▶ Task to complete: Lay out the lines below as a numbered list, omitting any blank lines.

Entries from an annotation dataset
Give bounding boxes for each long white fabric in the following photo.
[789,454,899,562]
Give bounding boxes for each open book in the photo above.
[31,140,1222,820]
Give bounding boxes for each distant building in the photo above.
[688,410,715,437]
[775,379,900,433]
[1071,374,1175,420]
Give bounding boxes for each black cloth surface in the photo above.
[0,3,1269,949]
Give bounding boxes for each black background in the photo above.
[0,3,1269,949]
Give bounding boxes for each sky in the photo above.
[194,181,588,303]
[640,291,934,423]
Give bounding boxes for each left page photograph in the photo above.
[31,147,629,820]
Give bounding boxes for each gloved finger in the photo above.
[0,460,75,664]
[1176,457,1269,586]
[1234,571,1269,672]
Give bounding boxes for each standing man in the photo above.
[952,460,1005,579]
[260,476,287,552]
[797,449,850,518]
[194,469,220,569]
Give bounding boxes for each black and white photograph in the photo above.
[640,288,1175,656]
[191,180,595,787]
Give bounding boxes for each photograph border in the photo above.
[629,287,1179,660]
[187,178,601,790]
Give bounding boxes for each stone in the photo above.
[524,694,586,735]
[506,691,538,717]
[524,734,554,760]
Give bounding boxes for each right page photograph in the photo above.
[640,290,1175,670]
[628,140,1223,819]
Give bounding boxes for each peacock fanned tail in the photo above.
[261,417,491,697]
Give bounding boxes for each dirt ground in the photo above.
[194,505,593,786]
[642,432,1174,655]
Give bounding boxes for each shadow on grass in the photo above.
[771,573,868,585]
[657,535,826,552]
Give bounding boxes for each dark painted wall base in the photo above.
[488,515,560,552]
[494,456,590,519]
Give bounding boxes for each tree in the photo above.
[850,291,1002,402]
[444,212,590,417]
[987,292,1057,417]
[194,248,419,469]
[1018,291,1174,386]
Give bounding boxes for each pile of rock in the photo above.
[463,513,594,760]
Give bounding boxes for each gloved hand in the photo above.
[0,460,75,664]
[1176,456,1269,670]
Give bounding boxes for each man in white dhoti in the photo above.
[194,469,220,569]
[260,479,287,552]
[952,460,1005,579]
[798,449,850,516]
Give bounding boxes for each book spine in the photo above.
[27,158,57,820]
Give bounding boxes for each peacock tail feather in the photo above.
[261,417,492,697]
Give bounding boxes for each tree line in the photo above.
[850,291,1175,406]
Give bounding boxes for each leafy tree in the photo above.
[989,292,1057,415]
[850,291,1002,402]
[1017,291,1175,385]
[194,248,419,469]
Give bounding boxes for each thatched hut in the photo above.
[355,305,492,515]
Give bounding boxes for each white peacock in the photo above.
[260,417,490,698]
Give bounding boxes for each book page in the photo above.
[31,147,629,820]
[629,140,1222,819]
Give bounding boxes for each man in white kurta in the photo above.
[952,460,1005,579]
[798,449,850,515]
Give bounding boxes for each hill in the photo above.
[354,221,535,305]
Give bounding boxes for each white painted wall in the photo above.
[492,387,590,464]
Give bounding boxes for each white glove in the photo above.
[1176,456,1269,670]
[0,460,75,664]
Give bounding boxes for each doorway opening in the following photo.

▶ Output for this task:
1. Give bounding boxes for each long white fabric in the following photo.
2. [789,454,899,562]
3. Give bounding boxes for each open book in the photo above.
4. [31,140,1222,820]
5. Give bounding boxes for each distant building in the photo above.
6. [688,410,715,437]
7. [775,379,900,433]
8. [1071,374,1175,420]
9. Give bounding boxes for each black cloth surface in the photo above.
10. [0,3,1269,949]
11. Give bounding boxes for each black background in the photo above.
12. [0,3,1269,949]
13. Give bounding boxes for each sky in the photo above.
14. [194,181,588,303]
15. [640,291,934,423]
16. Give bounding boxes for each left page photograph in the photo above.
17. [31,147,629,820]
18. Give bounding boxes for each gloved finger in the photo above.
19. [0,460,75,664]
20. [1176,457,1269,586]
21. [1234,571,1269,672]
22. Give bounding boxes for each standing man in the photo above.
23. [952,460,1005,579]
24. [260,476,287,552]
25. [797,449,850,518]
26. [194,469,220,569]
27. Give bounding boxes for each black and white photograph in the photo above.
28. [640,288,1175,656]
29. [191,180,595,787]
30. Give bounding boxes for each photograph border in the photo above.
31. [629,287,1179,660]
32. [187,178,601,790]
33. Give bounding boxes for each stone in the photo above.
34. [524,694,586,735]
35. [506,691,538,717]
36. [524,734,554,760]
37. Give bounding boxes for each right page photograph in the photo above.
38. [640,290,1175,670]
39. [628,140,1223,819]
40. Give bounding boxes for each peacock fanned tail in the photo above.
41. [261,417,491,697]
42. Give bounding boxes for each dirt ground in the photo above.
43. [194,505,593,786]
44. [642,432,1174,655]
45. Give bounding boxes for each shadow on grass in the photo above.
46. [771,573,868,585]
47. [657,535,826,552]
48. Give bounding boxes for each dark painted wall base in the photo above.
49. [488,515,560,552]
50. [494,456,590,519]
51. Give bounding boxes for each tree in the photo above.
52. [850,291,1002,402]
53. [444,212,590,417]
54. [987,292,1057,417]
55. [194,248,419,469]
56. [1018,291,1174,386]
57. Give bounding boxes for each pile of rock in the photo above.
58. [463,513,594,760]
59. Give bounding boxes for each gloved hand in the photo above.
60. [0,460,75,664]
61. [1176,456,1269,670]
62. Give bounding boxes for each man in white dhoti in the photo above.
63. [194,469,220,569]
64. [260,479,287,552]
65. [952,460,1005,579]
66. [798,449,850,516]
67. Give bounding boxes for each book spine in the photo above.
68. [27,158,57,820]
69. Give bounding boxes for each peacock tail feather in the photo above.
70. [261,417,492,697]
71. Give bounding boxes for each tree line in the photo above.
72. [850,291,1175,406]
73. Give bounding boxes for each leafy tree in the photo above.
74. [989,292,1057,415]
75. [850,291,1002,402]
76. [1017,291,1175,385]
77. [194,248,419,469]
78. Give bounding boxes for each thatched hut in the photo above.
79. [355,305,492,515]
80. Give bounding boxes for each white peacock in the photo above.
81. [260,417,490,698]
82. Give bounding boxes for each book page in the photo above.
83. [31,147,629,820]
84. [629,140,1222,819]
85. Give bounding boxes for each man in white kurta in the photo above.
86. [952,460,1005,579]
87. [798,449,850,515]
88. Give bounding boxes for each hill in the photo above.
89. [354,221,535,305]
90. Give bounding boxes for each white painted wall in the photo above.
91. [492,387,590,464]
92. Give bounding boxes for each white glove in the photo above.
93. [1176,456,1269,670]
94. [0,460,75,664]
95. Give bounding boxes for each doorway opening in the following photo.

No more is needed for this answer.